What to produce
Update the listing below by replacing each occurrence of "put a pin on" with "place a marker on" and keeping everything else unchanged. Leave the pictures out of your answer.

Location identification items
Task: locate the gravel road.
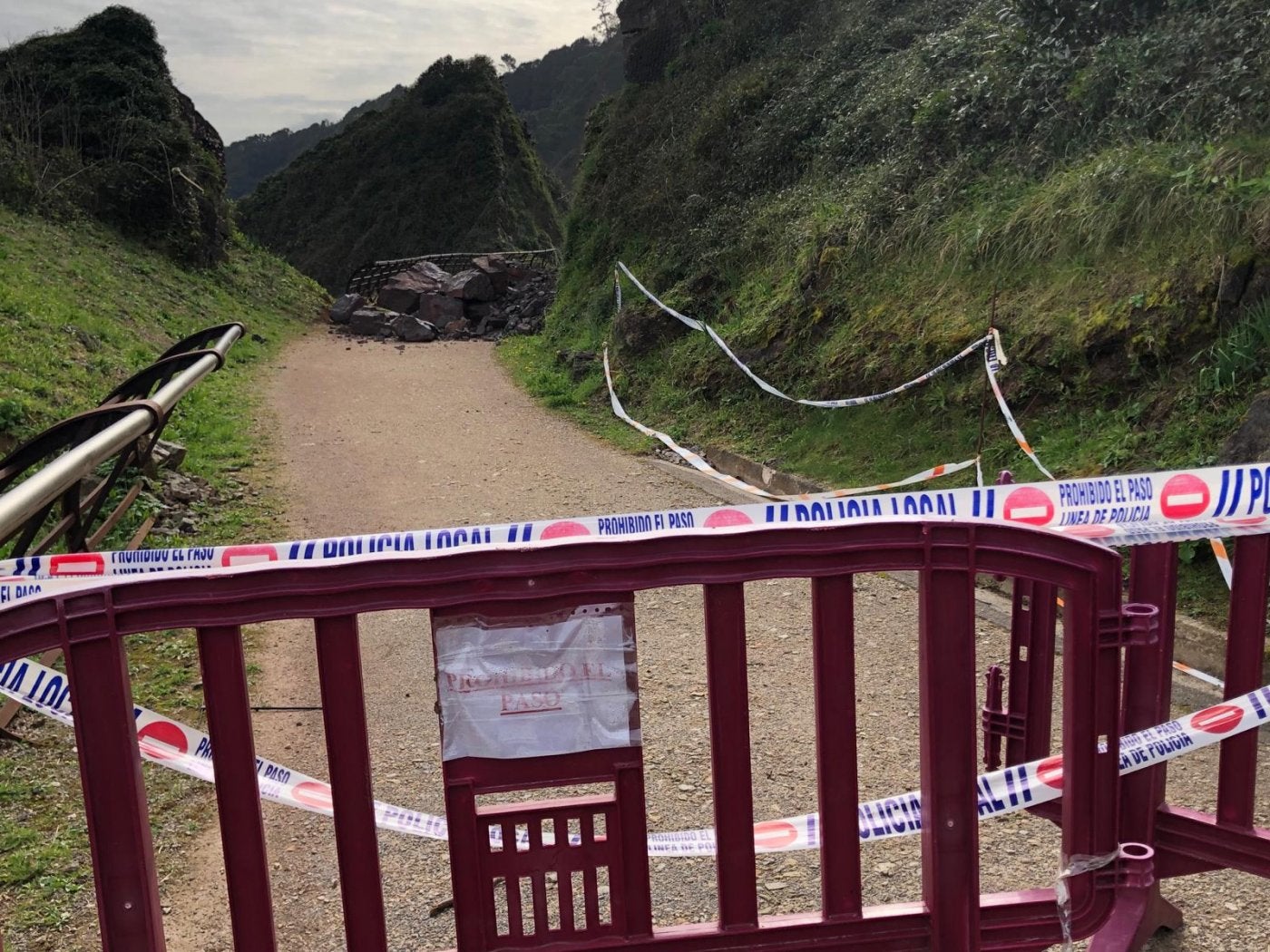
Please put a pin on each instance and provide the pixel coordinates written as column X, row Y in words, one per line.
column 376, row 438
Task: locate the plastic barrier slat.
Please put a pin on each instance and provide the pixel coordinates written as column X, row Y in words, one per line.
column 635, row 903
column 1245, row 656
column 837, row 768
column 1031, row 668
column 950, row 828
column 1147, row 695
column 729, row 745
column 512, row 586
column 114, row 797
column 238, row 797
column 343, row 704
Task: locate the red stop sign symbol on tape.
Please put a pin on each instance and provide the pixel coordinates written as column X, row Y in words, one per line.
column 78, row 564
column 774, row 834
column 248, row 555
column 162, row 740
column 564, row 529
column 721, row 518
column 1050, row 772
column 1221, row 719
column 314, row 793
column 1029, row 505
column 1184, row 497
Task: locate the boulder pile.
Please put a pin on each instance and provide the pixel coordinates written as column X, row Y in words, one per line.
column 491, row 300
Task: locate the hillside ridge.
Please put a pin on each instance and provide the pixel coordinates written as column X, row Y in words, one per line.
column 446, row 167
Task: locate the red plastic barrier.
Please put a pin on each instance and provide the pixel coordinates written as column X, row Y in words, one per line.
column 1185, row 840
column 949, row 916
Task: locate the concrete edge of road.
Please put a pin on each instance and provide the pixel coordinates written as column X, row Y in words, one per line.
column 1200, row 645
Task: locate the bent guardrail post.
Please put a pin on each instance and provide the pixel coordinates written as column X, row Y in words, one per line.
column 73, row 465
column 124, row 427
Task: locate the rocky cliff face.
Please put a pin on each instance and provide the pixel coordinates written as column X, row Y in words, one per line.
column 92, row 120
column 653, row 31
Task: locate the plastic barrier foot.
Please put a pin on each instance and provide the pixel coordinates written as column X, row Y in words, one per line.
column 1139, row 910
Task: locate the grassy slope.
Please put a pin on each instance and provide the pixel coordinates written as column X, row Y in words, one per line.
column 840, row 189
column 59, row 283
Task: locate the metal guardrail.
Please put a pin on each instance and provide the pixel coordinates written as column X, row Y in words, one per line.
column 371, row 276
column 65, row 460
column 124, row 427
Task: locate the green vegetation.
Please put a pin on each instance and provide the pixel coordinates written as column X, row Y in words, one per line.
column 844, row 189
column 256, row 158
column 444, row 168
column 80, row 310
column 91, row 121
column 555, row 92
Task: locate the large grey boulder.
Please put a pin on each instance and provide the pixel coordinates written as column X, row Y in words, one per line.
column 431, row 272
column 1251, row 442
column 440, row 308
column 472, row 286
column 345, row 306
column 413, row 330
column 403, row 291
column 371, row 321
column 497, row 272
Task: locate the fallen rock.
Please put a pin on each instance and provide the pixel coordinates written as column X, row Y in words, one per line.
column 491, row 323
column 1251, row 442
column 440, row 308
column 371, row 321
column 415, row 330
column 164, row 456
column 497, row 272
column 472, row 286
column 343, row 308
column 402, row 292
column 429, row 270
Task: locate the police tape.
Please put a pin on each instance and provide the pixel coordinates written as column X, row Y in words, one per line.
column 770, row 389
column 187, row 751
column 698, row 463
column 993, row 355
column 1113, row 510
column 991, row 361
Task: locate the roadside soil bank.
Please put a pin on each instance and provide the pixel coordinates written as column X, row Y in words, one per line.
column 375, row 437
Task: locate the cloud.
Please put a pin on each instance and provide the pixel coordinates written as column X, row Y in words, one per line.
column 259, row 65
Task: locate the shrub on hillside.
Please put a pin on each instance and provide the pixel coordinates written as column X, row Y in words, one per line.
column 91, row 120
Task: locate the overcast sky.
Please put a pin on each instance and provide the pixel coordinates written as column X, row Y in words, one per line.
column 264, row 65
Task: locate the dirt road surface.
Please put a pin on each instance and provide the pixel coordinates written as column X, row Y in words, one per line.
column 378, row 438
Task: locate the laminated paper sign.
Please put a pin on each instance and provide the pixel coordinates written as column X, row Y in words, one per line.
column 558, row 683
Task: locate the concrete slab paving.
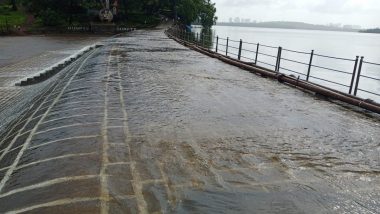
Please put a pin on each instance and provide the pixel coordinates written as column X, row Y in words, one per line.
column 145, row 125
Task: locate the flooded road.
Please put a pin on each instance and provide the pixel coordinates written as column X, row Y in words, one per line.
column 145, row 125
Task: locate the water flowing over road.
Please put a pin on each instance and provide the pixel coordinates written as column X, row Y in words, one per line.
column 145, row 125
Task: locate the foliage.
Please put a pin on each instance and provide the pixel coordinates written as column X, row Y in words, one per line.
column 201, row 10
column 50, row 17
column 10, row 17
column 70, row 11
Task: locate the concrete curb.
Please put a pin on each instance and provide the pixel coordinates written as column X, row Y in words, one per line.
column 51, row 71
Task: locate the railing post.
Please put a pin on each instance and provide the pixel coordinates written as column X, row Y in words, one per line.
column 310, row 64
column 353, row 74
column 257, row 53
column 277, row 69
column 240, row 46
column 227, row 46
column 203, row 40
column 358, row 77
column 217, row 44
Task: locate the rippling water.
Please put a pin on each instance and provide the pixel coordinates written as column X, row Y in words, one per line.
column 336, row 44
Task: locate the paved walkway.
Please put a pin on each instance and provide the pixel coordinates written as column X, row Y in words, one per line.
column 144, row 125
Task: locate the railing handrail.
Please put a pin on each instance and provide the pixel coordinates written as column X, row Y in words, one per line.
column 355, row 75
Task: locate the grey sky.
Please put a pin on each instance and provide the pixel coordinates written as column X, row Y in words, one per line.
column 358, row 12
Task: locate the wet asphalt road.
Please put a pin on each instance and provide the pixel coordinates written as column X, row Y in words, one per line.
column 145, row 125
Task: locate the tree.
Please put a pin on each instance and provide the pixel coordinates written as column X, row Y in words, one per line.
column 14, row 5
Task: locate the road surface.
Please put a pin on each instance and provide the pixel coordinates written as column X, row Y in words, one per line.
column 145, row 125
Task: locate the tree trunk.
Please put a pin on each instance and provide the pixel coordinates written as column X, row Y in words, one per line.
column 14, row 5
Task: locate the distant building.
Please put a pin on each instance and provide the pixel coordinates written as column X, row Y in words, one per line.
column 352, row 27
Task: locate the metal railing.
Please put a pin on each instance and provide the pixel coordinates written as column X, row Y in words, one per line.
column 350, row 81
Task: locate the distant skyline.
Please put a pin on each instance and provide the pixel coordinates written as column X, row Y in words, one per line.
column 365, row 13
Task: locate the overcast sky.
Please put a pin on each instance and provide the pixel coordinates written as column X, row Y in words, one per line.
column 357, row 12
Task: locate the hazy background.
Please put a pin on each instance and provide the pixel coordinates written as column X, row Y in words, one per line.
column 365, row 13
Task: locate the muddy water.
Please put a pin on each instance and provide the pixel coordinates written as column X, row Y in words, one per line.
column 144, row 125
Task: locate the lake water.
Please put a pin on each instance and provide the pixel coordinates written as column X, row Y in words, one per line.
column 345, row 45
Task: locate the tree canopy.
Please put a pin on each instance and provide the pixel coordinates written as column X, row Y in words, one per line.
column 56, row 12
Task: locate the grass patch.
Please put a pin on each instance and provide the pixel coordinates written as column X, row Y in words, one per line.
column 7, row 15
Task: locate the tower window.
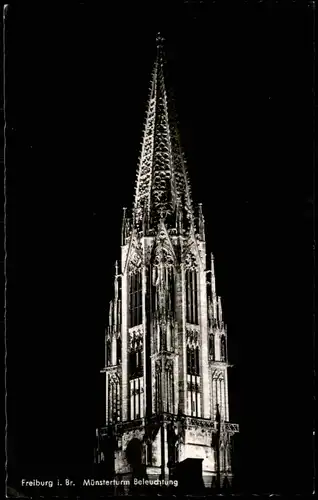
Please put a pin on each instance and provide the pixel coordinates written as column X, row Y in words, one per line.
column 223, row 348
column 108, row 353
column 211, row 346
column 135, row 299
column 191, row 296
column 118, row 350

Task output
Task: locate the gravel road.
Please place a marker on each instance and provide the pixel coordinates written as column X, row Y in words, one per line.
column 376, row 438
Task: locate the plastic barrier slat.
Please place a marker on each instance and provide the pixel coordinates written as column X, row Y in words, one per line.
column 635, row 903
column 1245, row 656
column 837, row 768
column 1031, row 668
column 950, row 828
column 1147, row 695
column 729, row 745
column 512, row 586
column 114, row 797
column 238, row 797
column 343, row 704
Task: locate the red stop sign symbol on tape.
Please place a marker on each instance and provide the pixel coordinates written as column X, row Y in words, one per line.
column 78, row 564
column 774, row 834
column 248, row 555
column 162, row 740
column 564, row 529
column 721, row 518
column 1050, row 772
column 1221, row 719
column 314, row 793
column 1029, row 505
column 1184, row 497
Task: locate the boulder pile.
Please place a marker on each instance and provide the pixel coordinates written as column X, row Y in words, one per line.
column 491, row 300
Task: locate the hillside ridge.
Please place a marker on each instance and provide the pixel coordinates written as column X, row Y in words, one per line.
column 446, row 167
Task: locate the red plastic barrier.
Please place a marker on each instance and provide the pixel coordinates written as column X, row Y in words, one per line.
column 1185, row 840
column 949, row 916
Task: locate the concrete edge of road.
Please place a marker on each instance and provide the pixel coordinates written as column X, row Y in words, one per line.
column 1200, row 645
Task: locate the bent guardrail post.
Please place a marker on each instance and provide the pixel coordinates written as column X, row Y in words, one per line.
column 73, row 465
column 124, row 427
Task: locate the rocky cliff face.
Please place a marker on each instance and provide the pixel coordinates written as column X, row Y in words, one per line.
column 92, row 120
column 653, row 31
Task: locate the plastic barrier foot.
Please place a marker on each instance and provide the pixel coordinates written as column X, row Y in words, one per line.
column 1139, row 910
Task: locate the grassy slope.
Please place a marker on each instance and provide the pixel coordinates written as column X, row Y in words, one per line.
column 840, row 189
column 59, row 283
Task: locate the metal guardrail.
Please place a marker on each instance and provide the pixel coordinates written as column X, row Y in words, one per line.
column 371, row 276
column 65, row 460
column 124, row 427
Task: locate the green vegetation.
Please place a marker on each instance and provide the pixel coordinates written as column X, row Y in words, one per line.
column 844, row 189
column 256, row 158
column 444, row 168
column 80, row 310
column 91, row 121
column 555, row 92
Task: locate the large grey boulder.
Please place a marker on each instance and provide the pixel coordinates written as column X, row Y in words, one per line.
column 431, row 272
column 1251, row 442
column 440, row 308
column 472, row 286
column 345, row 306
column 413, row 330
column 403, row 291
column 371, row 321
column 497, row 272
Task: locate the fallen rock.
Please place a marker on each instance and provide the pixel coordinates written as column X, row Y in words, one per line.
column 491, row 323
column 1251, row 442
column 440, row 308
column 371, row 321
column 415, row 330
column 164, row 456
column 497, row 272
column 472, row 286
column 343, row 308
column 402, row 292
column 429, row 270
Task: locate the police tape.
Please place a marker on each instance and provide the pixel coordinates written as column X, row Y in words, one per line.
column 770, row 389
column 187, row 751
column 698, row 463
column 993, row 355
column 1113, row 510
column 991, row 361
Task: locate the roadside soil bank.
Please place a marker on each instance and provide the pixel coordinates written as column X, row Y in words, one per line.
column 375, row 437
Task: locate the cloud.
Please place a marker on each instance and provide the pixel coordinates written as column X, row Y in words, one per line.
column 259, row 65
Task: locate the shrub on hillside.
Please place a marker on each instance and provide the pixel coordinates written as column X, row Y in words, one per line.
column 91, row 120
Task: locate the overcast sky.
Please place a marker on each instance and provide the pixel coordinates written as column X, row Y in words, one per line.
column 264, row 65
Task: locate the dirt road surface.
Please place a marker on each instance and provide the pixel coordinates written as column X, row Y in words, one per line.
column 378, row 438
Task: locate the laminated paper sign.
Please place a marker on each instance and provide the pixel coordinates written as column X, row Y in words, one per line.
column 558, row 683
Task: locate the concrete slab paving.
Please place a marker on each instance and provide the pixel coordinates written as column X, row Y in words, one per line.
column 145, row 125
Task: locate the flooded road.
Please place a marker on each instance and provide the pixel coordinates written as column X, row Y in words, one per line.
column 145, row 125
Task: locate the water flowing over road.
Please place a marker on each instance and provide the pixel coordinates written as column X, row Y in words, one per line.
column 145, row 125
Task: locate the foliage.
Please place a marker on each instance and provide the pixel coordinates written as column X, row Y in words, one per line.
column 201, row 10
column 50, row 17
column 10, row 17
column 70, row 11
Task: locate the concrete curb.
Please place a marker on each instance and provide the pixel coordinates written as column X, row Y in words, one per line.
column 51, row 71
Task: locate the railing post.
Please place a marker on each instance and provide the pixel coordinates written as column X, row Y in words, one per line.
column 310, row 64
column 353, row 74
column 257, row 53
column 277, row 69
column 240, row 46
column 227, row 46
column 203, row 40
column 358, row 77
column 217, row 44
Task: locate the rippling water.
Please place a marker on each instance and provide the pixel coordinates written as column X, row Y in words, one per line.
column 336, row 44
Task: locate the paved walkway.
Please place a marker on each instance and provide the pixel coordinates written as column X, row Y in words, one per line.
column 144, row 125
Task: locate the railing handrail.
Please place a marker on each instance and provide the pixel coordinates written as column X, row Y in words, one per line.
column 355, row 75
Task: locate the grey sky.
Please place a marker on each instance and provide the pixel coordinates written as column X, row Y in words, one per line.
column 358, row 12
Task: locate the wet asphalt road.
Please place a marker on each instance and provide the pixel coordinates written as column X, row Y in words, one per line.
column 145, row 125
Task: locate the tree.
Please place a marker on each instance and provide the pixel coordinates written as column X, row Y in words, one per line.
column 14, row 5
Task: locate the road surface.
Please place a marker on each instance and provide the pixel coordinates written as column X, row Y in words, one per line.
column 145, row 125
Task: locate the tree trunk.
Please place a marker on each instance and provide the pixel coordinates written as column X, row Y in words, one per line.
column 14, row 5
Task: locate the distant building.
Please place a marker on each instance and provide the pixel coordinates written as column X, row Y in words, one per line.
column 352, row 27
Task: locate the metal railing.
Please place a marker on each instance and provide the pixel coordinates written as column X, row Y in words, one per line.
column 350, row 81
Task: locate the distant skyline.
Please place a marker on each instance and provide the pixel coordinates written as column X, row Y in words, one per line.
column 365, row 13
Task: locate the overcast sky.
Please place a marker on each instance and provide the pixel coordinates written as column X, row Y in words, one per line.
column 357, row 12
Task: locate the hazy background.
Please place a marker on each instance and provide the pixel coordinates written as column X, row Y in words, one per line.
column 365, row 13
Task: locate the muddy water.
Please place a marker on each instance and provide the pixel coordinates written as column X, row Y in words, one per line.
column 144, row 125
Task: locate the lake water.
Please place a marker on each instance and provide the pixel coordinates written as column X, row Y in words, one per line.
column 345, row 45
Task: locate the tree canopy.
Please place a marker on each instance and provide the pixel coordinates written as column X, row Y in words, one per line.
column 56, row 12
Task: locate the grass patch.
Please place a marker on each instance and provide the pixel coordinates written as column X, row Y in words, one per line.
column 7, row 15
Task: locate the tower window.
Please place a marker on each instance and provide the pixel coordinates written as column X, row Y in words, one per line.
column 223, row 348
column 108, row 353
column 211, row 346
column 135, row 299
column 191, row 296
column 118, row 350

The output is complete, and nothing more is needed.